Excerpts from a pointing dataset
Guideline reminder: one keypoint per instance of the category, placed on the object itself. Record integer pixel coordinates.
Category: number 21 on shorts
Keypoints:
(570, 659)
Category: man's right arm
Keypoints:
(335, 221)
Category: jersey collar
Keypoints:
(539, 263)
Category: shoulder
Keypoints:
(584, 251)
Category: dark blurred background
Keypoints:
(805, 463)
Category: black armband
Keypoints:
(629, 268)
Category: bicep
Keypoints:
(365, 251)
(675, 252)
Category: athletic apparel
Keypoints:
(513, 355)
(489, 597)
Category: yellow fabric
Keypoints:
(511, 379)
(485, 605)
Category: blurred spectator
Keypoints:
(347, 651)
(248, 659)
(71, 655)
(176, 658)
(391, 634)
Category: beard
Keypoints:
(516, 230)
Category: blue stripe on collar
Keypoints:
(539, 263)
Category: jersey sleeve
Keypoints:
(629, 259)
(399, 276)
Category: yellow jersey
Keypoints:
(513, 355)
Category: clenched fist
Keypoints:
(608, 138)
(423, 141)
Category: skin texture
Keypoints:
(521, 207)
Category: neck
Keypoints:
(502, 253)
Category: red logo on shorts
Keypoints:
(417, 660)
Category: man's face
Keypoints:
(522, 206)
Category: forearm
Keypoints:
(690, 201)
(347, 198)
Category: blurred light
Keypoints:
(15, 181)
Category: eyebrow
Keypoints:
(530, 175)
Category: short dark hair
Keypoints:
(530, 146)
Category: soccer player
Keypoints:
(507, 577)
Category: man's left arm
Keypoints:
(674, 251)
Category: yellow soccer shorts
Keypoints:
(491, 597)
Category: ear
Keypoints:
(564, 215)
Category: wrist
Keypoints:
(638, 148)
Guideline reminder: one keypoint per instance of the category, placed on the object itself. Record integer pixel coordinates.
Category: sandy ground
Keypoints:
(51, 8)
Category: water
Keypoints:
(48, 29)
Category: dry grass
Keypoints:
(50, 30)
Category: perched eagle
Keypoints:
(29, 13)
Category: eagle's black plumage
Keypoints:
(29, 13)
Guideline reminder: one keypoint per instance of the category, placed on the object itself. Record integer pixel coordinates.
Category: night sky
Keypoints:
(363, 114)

== Given instruction ==
Update the entries above by changing every "blurred" to "out-of-focus" and leaving everything else as it is.

== Exercise solution ==
Guideline reminder: one keypoint per instance of the category, placed on the object itself. Record integer pixel coordinates.
Category: number 21 on shorts
Keypoints:
(570, 659)
Category: man's right arm
Keypoints:
(335, 221)
Category: jersey collar
Keypoints:
(539, 263)
Category: shoulder
Keypoints:
(584, 251)
Category: dark out-of-focus background
Keypoints:
(805, 463)
Category: black armband
Keypoints:
(629, 268)
Category: bicep
Keypoints:
(365, 251)
(675, 252)
Category: athletic apparel
Keypoints:
(513, 355)
(489, 597)
Category: yellow fabric
Keypoints:
(511, 379)
(485, 605)
Category: out-of-focus spectator
Keypoints:
(347, 651)
(248, 659)
(71, 655)
(176, 658)
(391, 634)
Category: beard
Keypoints:
(516, 230)
Category: blue stripe on collar
Keypoints:
(539, 263)
Category: jersey sleeve
Keypoints:
(629, 259)
(399, 276)
Category: yellow jersey
Keypoints:
(513, 355)
Category: clenched fist
Keypoints:
(608, 138)
(423, 141)
Category: skin texture
Keypoints:
(521, 207)
Category: neck
Keypoints:
(502, 253)
Category: red logo on shorts
Keypoints:
(417, 660)
Category: man's face
Keypoints:
(522, 206)
Category: forearm
Keypoints:
(690, 201)
(347, 198)
Category: out-of-focus light
Keypoints:
(15, 181)
Category: eyebrow
Keypoints:
(530, 175)
Category: short dark hair
Keypoints:
(530, 146)
Category: soccer player
Keypoints:
(507, 577)
Category: man's left arm
Keypoints:
(674, 251)
Category: yellow soccer shorts
Keypoints:
(491, 597)
Category: ear
Keypoints:
(564, 215)
Category: wrist
Keypoints:
(638, 148)
Guideline reminder: one keypoint per instance of the category, placed on the object itself. Record integer pixel coordinates.
Category: sandy ground
Keypoints:
(51, 8)
Category: water
Keypoints:
(48, 29)
Category: dry grass
Keypoints:
(50, 30)
Category: perched eagle
Keypoints:
(29, 13)
Category: eagle's black plumage
Keypoints:
(29, 13)
Guideline reminder: one keypoint per instance of the category, placed on the object itself. Record integer pixel coordinates.
Category: night sky
Keypoints:
(363, 114)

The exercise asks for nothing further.